Instruction: Leaving the pictures aside, transcribe every line below exactly.

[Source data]
◆ ◆ ◆ ◆ ◆ ◆ ◆
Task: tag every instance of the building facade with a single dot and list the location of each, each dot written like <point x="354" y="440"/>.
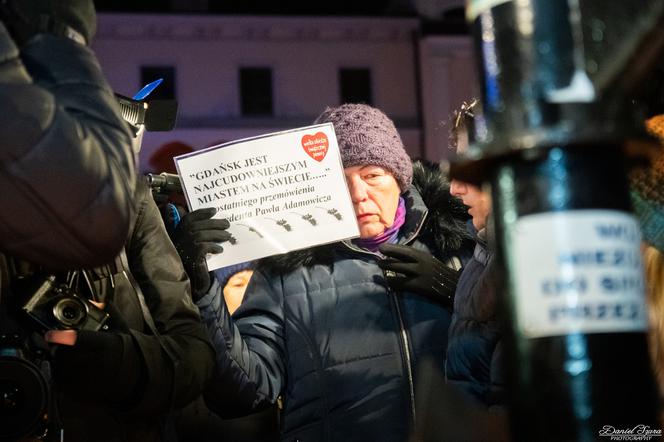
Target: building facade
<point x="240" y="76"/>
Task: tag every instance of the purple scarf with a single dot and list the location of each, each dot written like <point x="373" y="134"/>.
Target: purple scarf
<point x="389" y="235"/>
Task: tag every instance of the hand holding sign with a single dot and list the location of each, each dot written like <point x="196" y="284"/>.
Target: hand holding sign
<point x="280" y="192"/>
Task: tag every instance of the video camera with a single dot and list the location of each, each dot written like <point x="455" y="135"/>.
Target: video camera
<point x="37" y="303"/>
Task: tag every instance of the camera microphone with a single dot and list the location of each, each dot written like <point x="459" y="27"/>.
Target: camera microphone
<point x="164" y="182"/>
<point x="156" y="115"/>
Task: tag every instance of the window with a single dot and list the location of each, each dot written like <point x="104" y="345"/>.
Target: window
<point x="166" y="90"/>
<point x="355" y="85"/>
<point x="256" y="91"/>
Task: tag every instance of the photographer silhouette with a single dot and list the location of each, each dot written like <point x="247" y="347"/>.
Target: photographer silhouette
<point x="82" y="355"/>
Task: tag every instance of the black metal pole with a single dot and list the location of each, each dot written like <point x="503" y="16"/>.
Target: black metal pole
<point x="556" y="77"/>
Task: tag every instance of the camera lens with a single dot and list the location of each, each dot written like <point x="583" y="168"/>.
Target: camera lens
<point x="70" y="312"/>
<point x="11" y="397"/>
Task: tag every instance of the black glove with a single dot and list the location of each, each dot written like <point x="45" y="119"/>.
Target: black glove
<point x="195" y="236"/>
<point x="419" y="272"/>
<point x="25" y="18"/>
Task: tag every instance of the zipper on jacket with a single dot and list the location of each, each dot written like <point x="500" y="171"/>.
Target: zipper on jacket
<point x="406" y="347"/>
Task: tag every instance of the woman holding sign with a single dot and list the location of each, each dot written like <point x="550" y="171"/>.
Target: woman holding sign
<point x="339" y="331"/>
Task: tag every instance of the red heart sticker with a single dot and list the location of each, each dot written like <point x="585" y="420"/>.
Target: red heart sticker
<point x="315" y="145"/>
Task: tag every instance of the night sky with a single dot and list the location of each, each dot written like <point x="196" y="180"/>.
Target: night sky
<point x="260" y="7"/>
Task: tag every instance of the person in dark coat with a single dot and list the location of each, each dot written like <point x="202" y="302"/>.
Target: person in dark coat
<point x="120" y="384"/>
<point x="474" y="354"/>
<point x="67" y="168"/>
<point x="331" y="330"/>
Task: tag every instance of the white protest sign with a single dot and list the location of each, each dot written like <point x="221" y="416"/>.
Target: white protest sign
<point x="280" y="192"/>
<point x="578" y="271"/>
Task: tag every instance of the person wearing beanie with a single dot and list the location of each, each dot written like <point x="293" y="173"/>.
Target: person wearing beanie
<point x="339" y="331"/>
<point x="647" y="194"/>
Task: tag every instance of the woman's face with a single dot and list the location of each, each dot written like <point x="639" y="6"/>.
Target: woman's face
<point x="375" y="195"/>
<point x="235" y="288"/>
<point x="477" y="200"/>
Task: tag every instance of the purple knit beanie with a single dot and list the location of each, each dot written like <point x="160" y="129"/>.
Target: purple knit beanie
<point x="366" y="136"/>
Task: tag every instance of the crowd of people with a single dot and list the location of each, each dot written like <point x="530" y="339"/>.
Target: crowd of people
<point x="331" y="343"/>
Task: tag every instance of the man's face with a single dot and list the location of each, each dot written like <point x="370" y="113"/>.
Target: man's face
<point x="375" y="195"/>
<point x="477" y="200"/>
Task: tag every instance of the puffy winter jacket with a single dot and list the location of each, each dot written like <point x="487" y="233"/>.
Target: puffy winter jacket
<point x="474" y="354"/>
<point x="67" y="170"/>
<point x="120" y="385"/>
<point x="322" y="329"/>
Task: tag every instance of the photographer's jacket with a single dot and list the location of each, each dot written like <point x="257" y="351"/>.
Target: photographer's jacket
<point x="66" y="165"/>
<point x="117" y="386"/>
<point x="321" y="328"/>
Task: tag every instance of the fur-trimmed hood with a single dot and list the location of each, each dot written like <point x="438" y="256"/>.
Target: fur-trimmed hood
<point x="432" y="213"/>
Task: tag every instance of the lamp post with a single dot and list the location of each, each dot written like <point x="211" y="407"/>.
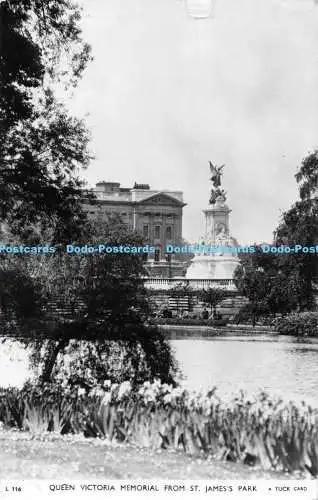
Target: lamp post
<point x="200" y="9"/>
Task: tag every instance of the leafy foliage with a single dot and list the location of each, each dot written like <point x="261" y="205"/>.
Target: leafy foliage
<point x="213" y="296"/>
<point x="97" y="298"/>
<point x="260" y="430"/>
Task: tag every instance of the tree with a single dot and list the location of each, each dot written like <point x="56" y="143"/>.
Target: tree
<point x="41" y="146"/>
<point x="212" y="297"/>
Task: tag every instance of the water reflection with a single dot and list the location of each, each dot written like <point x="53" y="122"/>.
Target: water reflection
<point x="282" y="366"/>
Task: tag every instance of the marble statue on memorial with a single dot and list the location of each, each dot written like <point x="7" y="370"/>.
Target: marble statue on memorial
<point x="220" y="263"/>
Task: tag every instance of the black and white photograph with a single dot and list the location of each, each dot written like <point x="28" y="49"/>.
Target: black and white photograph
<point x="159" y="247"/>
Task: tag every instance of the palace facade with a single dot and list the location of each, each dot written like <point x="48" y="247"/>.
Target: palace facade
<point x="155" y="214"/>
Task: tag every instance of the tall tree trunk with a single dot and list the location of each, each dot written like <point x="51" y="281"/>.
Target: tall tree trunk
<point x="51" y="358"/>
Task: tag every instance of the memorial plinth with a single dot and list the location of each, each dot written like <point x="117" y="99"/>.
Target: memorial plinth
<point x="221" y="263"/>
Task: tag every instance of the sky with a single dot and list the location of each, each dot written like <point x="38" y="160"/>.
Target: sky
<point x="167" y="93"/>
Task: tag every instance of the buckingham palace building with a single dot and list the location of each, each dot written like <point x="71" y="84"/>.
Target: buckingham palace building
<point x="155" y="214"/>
◆ ◆ ◆ ◆ ◆ ◆ ◆
Task solution:
Task: tag every instance of the building facade with a single dot and list the location of each, each dot written like <point x="354" y="440"/>.
Target: building facade
<point x="240" y="76"/>
Task: tag every instance of the purple scarf with a single dot and list the location of each, each dot written like <point x="373" y="134"/>.
Target: purple scarf
<point x="389" y="235"/>
Task: tag every instance of the hand holding sign with a single dot and list the location of each, each dot written like <point x="196" y="284"/>.
Target: hand holding sign
<point x="280" y="192"/>
Task: tag every instance of the video camera with a single dot and list the location of each, each dot written like <point x="455" y="135"/>.
Target: video camera
<point x="37" y="303"/>
Task: tag every instance of the camera microphone with a single dot and list the location of each, each dot written like <point x="459" y="27"/>.
Target: camera microphone
<point x="164" y="182"/>
<point x="156" y="115"/>
Task: tag every instance of the window with a single dot and list the location of each, each dot written like <point x="104" y="345"/>.
Target: window
<point x="166" y="90"/>
<point x="355" y="85"/>
<point x="256" y="91"/>
Task: tag every instance of the photographer silhouette with a single dot and list the location of each, each dot written like <point x="247" y="347"/>.
Target: photographer silhouette
<point x="82" y="355"/>
Task: tag every instance of the black metal pole with a single dot and list the location of each, each dot written like <point x="503" y="16"/>.
Target: black metal pole
<point x="556" y="77"/>
Task: tag every instance of the camera lens with a single dot and list the location of each, each dot written like <point x="583" y="168"/>.
Target: camera lens
<point x="70" y="312"/>
<point x="11" y="397"/>
Task: tag every instance of the black glove with a single dot and list the location of each, each dot written like <point x="45" y="119"/>.
Target: black glove
<point x="195" y="236"/>
<point x="419" y="272"/>
<point x="25" y="18"/>
Task: tag every instance of the zipper on jacket with a single dot and list the location of each, each dot written like <point x="500" y="171"/>.
Target: zipper on jacket
<point x="406" y="347"/>
Task: tag every instance of the woman holding sign with a single dot and list the location of each, each dot written like <point x="550" y="171"/>.
Target: woman holding sign
<point x="339" y="331"/>
Task: tag every instance of the red heart sticker with a single dot and list the location of each, each dot written like <point x="585" y="420"/>.
Target: red heart sticker
<point x="315" y="145"/>
Task: tag every instance of the night sky with a single dot and list the location of each, each dot written like <point x="196" y="180"/>.
Target: night sky
<point x="260" y="7"/>
Task: tag every instance of the person in dark coat with a single dot and list the location of each, each dot written like <point x="202" y="302"/>.
Target: person in dark coat
<point x="120" y="384"/>
<point x="474" y="354"/>
<point x="67" y="168"/>
<point x="331" y="330"/>
Task: tag every instance of the white protest sign with a single dot and list the location of each, each dot written like <point x="221" y="416"/>.
Target: white protest sign
<point x="280" y="192"/>
<point x="578" y="271"/>
Task: tag every instance of the person wearing beanie with a single dot and list the location of each, each dot written like <point x="293" y="173"/>.
Target: person wearing beanie
<point x="339" y="331"/>
<point x="647" y="194"/>
Task: tag every instance of the woman's face with a single dot and list the location of each, each dot written like <point x="639" y="6"/>.
Target: woman's face
<point x="375" y="195"/>
<point x="235" y="288"/>
<point x="477" y="200"/>
Task: tag every instance of the purple knit beanie with a single dot and list the location of each, each dot written like <point x="160" y="129"/>.
Target: purple knit beanie
<point x="366" y="136"/>
Task: tag every instance of the crowd of people with a single dot and list the location of each, each dot written like <point x="530" y="339"/>.
Target: crowd of people
<point x="331" y="343"/>
Task: tag every instance of the man's face with a single dot and list the location of each, each dot written like <point x="370" y="113"/>.
Target: man's face
<point x="375" y="195"/>
<point x="477" y="200"/>
Task: tag every instance of the puffy winter jacket with a single dot and list the location of each, each dot written like <point x="487" y="233"/>.
Target: puffy winter jacket
<point x="474" y="354"/>
<point x="67" y="170"/>
<point x="120" y="385"/>
<point x="322" y="329"/>
Task: tag every instance of the photographer's jacket with a single dot and list the location of each, each dot written like <point x="257" y="351"/>.
Target: photographer's jacket
<point x="66" y="165"/>
<point x="117" y="386"/>
<point x="321" y="328"/>
Task: tag every instance of the fur-trimmed hood with a single dot and list the location of each, each dot written like <point x="438" y="256"/>.
Target: fur-trimmed hood
<point x="432" y="213"/>
Task: tag every instance of the lamp post with a single dot and list the location of each, each dot written like <point x="211" y="407"/>.
Target: lamp post
<point x="200" y="9"/>
Task: tag every instance of the leafy foliage with a single dot and list the location of each, each dot written like <point x="261" y="205"/>.
Target: leafy foliage
<point x="213" y="296"/>
<point x="97" y="298"/>
<point x="260" y="430"/>
Task: tag every instance of the tree with a single dot and list the location of each, each dot written like <point x="56" y="143"/>.
Target: tree
<point x="41" y="146"/>
<point x="212" y="297"/>
Task: tag every instance of the water reflection with a single dot and list the location of each, each dot written like <point x="53" y="122"/>.
Target: water reflection
<point x="282" y="366"/>
Task: tag every instance of the marble statue on memorial with a single dot and list the location of each, each dot written like <point x="7" y="370"/>.
Target: marble statue on memorial
<point x="220" y="263"/>
Task: tag every instance of the black and white photograph with a single dot and list the location of each, each dot written like <point x="28" y="49"/>.
Target: black and white photograph
<point x="159" y="247"/>
Task: tag every instance of the palace facade with a single dot and list the location of each, each dot written like <point x="48" y="247"/>.
Target: palace facade
<point x="155" y="214"/>
Task: tag every instance of the tall tree trunk with a single dot and list the location of each, each dot written like <point x="51" y="281"/>.
Target: tall tree trunk
<point x="51" y="358"/>
Task: tag every instance of the memorial plinth with a single dot and list the location of each, each dot written like <point x="117" y="99"/>.
Target: memorial plinth
<point x="221" y="263"/>
Task: tag every instance of the sky with a single dot and list the location of each, each dot written like <point x="38" y="160"/>.
Target: sky
<point x="167" y="93"/>
Task: tag every instance of the buckingham palace building with a single dot and list the location of each, each dot written like <point x="71" y="84"/>.
Target: buckingham palace building
<point x="155" y="214"/>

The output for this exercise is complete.